YOUR GOAL: Reproduce every line of the data below word for word, but omit the pictures.

DATA FOR THIS TASK:

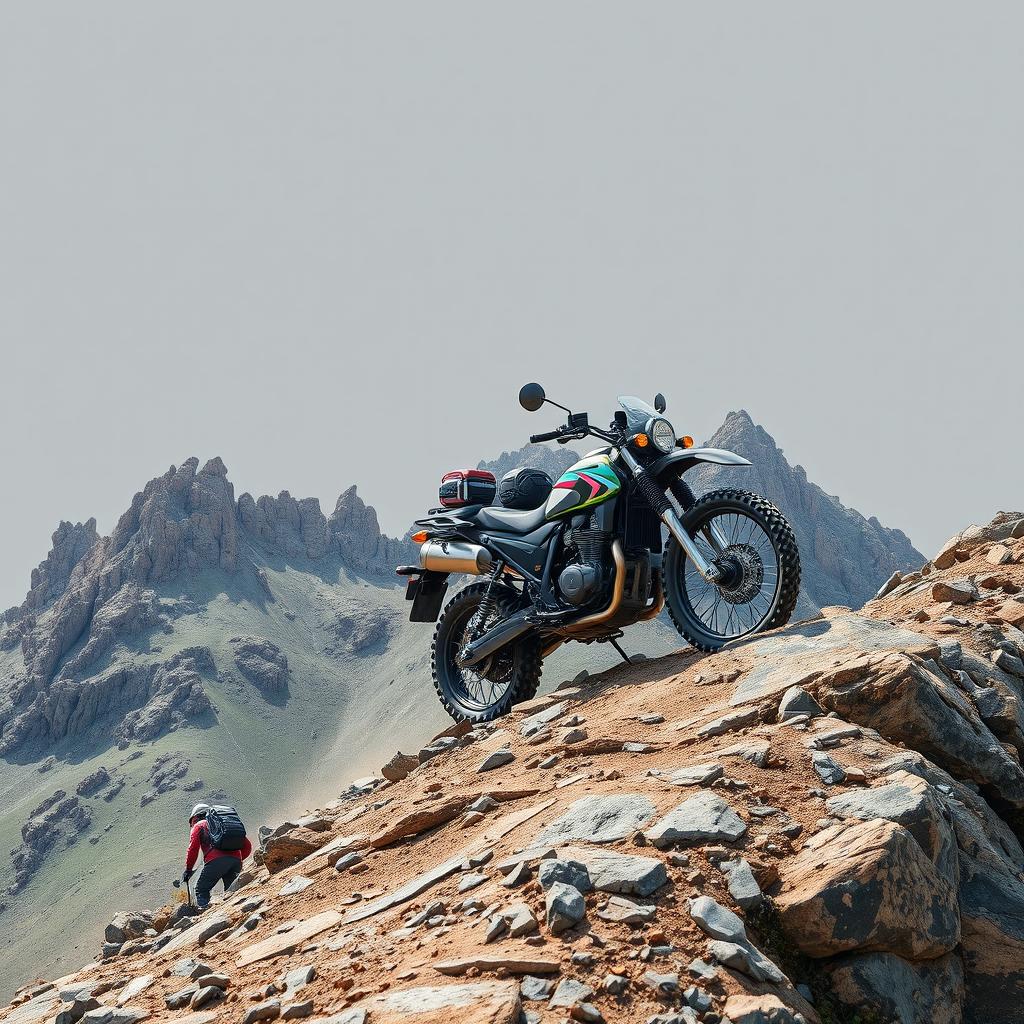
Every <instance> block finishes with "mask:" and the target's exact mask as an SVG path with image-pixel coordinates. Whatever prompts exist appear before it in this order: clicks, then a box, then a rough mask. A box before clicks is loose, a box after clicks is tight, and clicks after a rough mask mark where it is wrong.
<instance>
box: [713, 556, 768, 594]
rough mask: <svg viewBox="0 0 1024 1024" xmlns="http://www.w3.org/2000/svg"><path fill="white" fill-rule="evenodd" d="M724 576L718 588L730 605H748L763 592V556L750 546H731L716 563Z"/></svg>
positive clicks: (763, 573)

RESPONSE:
Every <instance> block finishes with "mask:" and the target's exact mask as an SVG path with image-pixel coordinates. Whatever prompts exist appear before it in this order: clicks, then a box, then a rough mask. A box before clicks is loose, a box after clicks is tight, and clicks after a rough mask mark where it is wrong.
<instance>
box: [713, 556, 768, 594]
rough mask: <svg viewBox="0 0 1024 1024" xmlns="http://www.w3.org/2000/svg"><path fill="white" fill-rule="evenodd" d="M724 576L718 588L730 605H748L763 592V556L750 546H731L716 563Z"/></svg>
positive clicks: (763, 573)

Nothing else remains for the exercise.